- Given data:
----------------
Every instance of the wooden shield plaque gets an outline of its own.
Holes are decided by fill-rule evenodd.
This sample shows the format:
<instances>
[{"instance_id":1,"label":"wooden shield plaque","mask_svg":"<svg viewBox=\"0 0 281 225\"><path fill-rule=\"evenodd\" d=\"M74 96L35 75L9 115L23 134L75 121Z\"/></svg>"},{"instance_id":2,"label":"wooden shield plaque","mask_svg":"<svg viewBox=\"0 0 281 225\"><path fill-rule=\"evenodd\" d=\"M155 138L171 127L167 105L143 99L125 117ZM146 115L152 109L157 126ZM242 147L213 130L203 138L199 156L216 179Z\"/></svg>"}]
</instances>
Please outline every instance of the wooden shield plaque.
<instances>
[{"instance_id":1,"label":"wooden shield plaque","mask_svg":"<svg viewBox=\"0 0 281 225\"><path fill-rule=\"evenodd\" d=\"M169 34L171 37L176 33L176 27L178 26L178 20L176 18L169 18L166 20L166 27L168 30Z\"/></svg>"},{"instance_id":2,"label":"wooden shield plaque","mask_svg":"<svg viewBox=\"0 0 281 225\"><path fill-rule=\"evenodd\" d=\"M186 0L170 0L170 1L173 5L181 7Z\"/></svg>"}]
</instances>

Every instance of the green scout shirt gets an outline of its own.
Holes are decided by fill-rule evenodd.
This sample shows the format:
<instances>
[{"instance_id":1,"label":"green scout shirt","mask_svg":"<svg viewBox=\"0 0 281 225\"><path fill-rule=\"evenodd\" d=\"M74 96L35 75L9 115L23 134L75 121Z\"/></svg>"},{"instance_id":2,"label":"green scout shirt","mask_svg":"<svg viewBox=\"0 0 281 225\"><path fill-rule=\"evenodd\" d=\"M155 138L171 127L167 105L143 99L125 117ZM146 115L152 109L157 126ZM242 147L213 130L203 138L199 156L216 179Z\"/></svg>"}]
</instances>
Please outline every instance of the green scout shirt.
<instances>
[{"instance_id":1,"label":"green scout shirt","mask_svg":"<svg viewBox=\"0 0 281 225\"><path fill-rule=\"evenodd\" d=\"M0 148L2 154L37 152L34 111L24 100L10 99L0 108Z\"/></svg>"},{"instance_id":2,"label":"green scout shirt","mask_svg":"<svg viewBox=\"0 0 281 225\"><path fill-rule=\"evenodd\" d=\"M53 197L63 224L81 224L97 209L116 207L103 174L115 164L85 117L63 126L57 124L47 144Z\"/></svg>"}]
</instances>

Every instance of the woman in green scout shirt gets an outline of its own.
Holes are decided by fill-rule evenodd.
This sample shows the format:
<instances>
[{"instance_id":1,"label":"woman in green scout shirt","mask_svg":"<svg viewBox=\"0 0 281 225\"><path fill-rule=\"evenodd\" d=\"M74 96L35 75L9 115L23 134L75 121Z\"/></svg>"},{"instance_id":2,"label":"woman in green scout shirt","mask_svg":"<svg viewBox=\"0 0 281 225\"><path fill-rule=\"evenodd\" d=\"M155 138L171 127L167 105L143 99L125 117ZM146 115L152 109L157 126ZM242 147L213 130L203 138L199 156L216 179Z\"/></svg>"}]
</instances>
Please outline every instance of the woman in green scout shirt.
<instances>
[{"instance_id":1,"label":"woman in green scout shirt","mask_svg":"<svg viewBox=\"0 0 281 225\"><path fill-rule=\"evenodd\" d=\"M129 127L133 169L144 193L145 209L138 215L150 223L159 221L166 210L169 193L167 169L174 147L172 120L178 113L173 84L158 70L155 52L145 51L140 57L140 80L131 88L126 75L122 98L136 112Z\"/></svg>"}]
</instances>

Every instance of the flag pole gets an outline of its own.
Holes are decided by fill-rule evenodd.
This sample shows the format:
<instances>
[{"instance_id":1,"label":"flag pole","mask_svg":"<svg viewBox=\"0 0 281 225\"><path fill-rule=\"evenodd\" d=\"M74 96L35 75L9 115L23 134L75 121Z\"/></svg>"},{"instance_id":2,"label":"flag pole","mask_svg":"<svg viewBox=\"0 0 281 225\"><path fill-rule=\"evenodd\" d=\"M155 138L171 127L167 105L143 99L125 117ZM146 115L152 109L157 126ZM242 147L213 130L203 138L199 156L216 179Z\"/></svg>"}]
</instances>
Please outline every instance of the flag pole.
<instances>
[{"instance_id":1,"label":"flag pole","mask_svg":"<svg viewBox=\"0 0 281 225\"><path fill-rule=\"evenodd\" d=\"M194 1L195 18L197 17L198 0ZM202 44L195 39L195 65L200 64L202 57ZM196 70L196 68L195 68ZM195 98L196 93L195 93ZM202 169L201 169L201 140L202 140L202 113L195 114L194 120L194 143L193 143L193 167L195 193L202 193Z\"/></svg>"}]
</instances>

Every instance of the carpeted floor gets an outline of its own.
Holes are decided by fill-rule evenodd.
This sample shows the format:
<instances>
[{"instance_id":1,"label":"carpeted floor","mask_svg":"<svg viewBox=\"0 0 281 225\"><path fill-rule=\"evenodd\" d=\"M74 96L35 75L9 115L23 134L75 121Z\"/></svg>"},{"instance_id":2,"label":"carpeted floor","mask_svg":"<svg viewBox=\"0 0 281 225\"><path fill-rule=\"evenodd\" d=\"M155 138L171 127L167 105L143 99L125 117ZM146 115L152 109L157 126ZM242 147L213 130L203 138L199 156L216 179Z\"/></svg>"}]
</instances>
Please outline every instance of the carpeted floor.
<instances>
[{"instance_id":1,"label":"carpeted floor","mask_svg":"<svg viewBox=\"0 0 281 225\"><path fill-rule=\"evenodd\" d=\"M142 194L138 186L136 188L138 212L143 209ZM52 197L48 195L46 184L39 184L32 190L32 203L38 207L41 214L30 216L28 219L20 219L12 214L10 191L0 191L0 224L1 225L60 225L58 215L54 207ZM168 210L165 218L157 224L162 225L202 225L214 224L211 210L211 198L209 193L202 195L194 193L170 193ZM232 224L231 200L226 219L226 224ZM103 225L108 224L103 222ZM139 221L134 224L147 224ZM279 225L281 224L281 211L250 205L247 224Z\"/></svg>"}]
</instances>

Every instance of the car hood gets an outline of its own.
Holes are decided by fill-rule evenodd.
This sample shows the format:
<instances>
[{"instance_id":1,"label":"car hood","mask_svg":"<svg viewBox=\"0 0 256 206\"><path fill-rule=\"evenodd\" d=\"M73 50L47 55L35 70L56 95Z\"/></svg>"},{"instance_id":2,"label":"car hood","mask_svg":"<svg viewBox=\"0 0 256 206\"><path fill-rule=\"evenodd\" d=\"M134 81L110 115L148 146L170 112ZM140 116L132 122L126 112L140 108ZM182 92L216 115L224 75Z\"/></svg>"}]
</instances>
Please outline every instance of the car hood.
----------------
Repeat, exactly and only, the lines above from the one containing "Every instance of the carpeted floor gets" through the end of the material.

- Expected output:
Every instance of the carpeted floor gets an outline of its own.
Holes are decided by fill-rule evenodd.
This sample shows the format:
<instances>
[{"instance_id":1,"label":"carpeted floor","mask_svg":"<svg viewBox=\"0 0 281 225\"><path fill-rule=\"evenodd\" d=\"M74 96L35 75L9 115L23 134L75 121Z\"/></svg>"},{"instance_id":2,"label":"carpeted floor","mask_svg":"<svg viewBox=\"0 0 281 225\"><path fill-rule=\"evenodd\" d=\"M155 138L171 127L167 105L143 99L125 117ZM146 115L152 109L157 126ZM242 147L213 130L203 138L199 156L216 179Z\"/></svg>"}]
</instances>
Please outline every instance of the carpeted floor.
<instances>
[{"instance_id":1,"label":"carpeted floor","mask_svg":"<svg viewBox=\"0 0 281 225\"><path fill-rule=\"evenodd\" d=\"M142 194L138 186L136 188L138 212L143 209ZM52 197L48 195L46 184L39 184L32 190L32 203L38 207L41 214L30 216L28 219L20 219L12 214L10 191L0 191L0 224L1 225L60 225L58 215L54 207ZM168 210L165 218L157 224L162 225L202 225L214 224L211 210L211 198L209 193L202 195L194 193L170 193ZM232 224L231 200L226 219L226 224ZM103 225L108 224L103 222ZM139 221L134 224L147 224ZM279 225L281 224L281 211L250 205L247 224Z\"/></svg>"}]
</instances>

Every instance of the car hood gets an outline of its own.
Holes are decided by fill-rule evenodd.
This sample shows the format:
<instances>
[{"instance_id":1,"label":"car hood","mask_svg":"<svg viewBox=\"0 0 256 206\"><path fill-rule=\"evenodd\" d=\"M73 50L47 55L35 70L56 95Z\"/></svg>"},{"instance_id":2,"label":"car hood","mask_svg":"<svg viewBox=\"0 0 256 206\"><path fill-rule=\"evenodd\" d=\"M134 81L110 115L148 146L170 112ZM140 116L132 122L126 112L140 108ZM182 92L216 115L224 75Z\"/></svg>"}]
</instances>
Please outline every instance of the car hood.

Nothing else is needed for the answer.